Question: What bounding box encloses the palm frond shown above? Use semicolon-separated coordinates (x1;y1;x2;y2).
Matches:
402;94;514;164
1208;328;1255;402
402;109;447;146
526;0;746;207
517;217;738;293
§ §
EXERCISE TASK >> Rewrite all of the records above, requests included, and multiply every bounding-box coordinate in the answers by 0.25. Round each result to the nearest whole number, with halves rounded up.

FINAL RESULT >>
Question: What bounding box encloses the palm frond shown above? Use semicolon-separated coordinates (x1;y1;x2;y2).
Matches:
101;24;129;41
302;82;314;101
101;27;112;37
132;0;187;52
129;54;185;73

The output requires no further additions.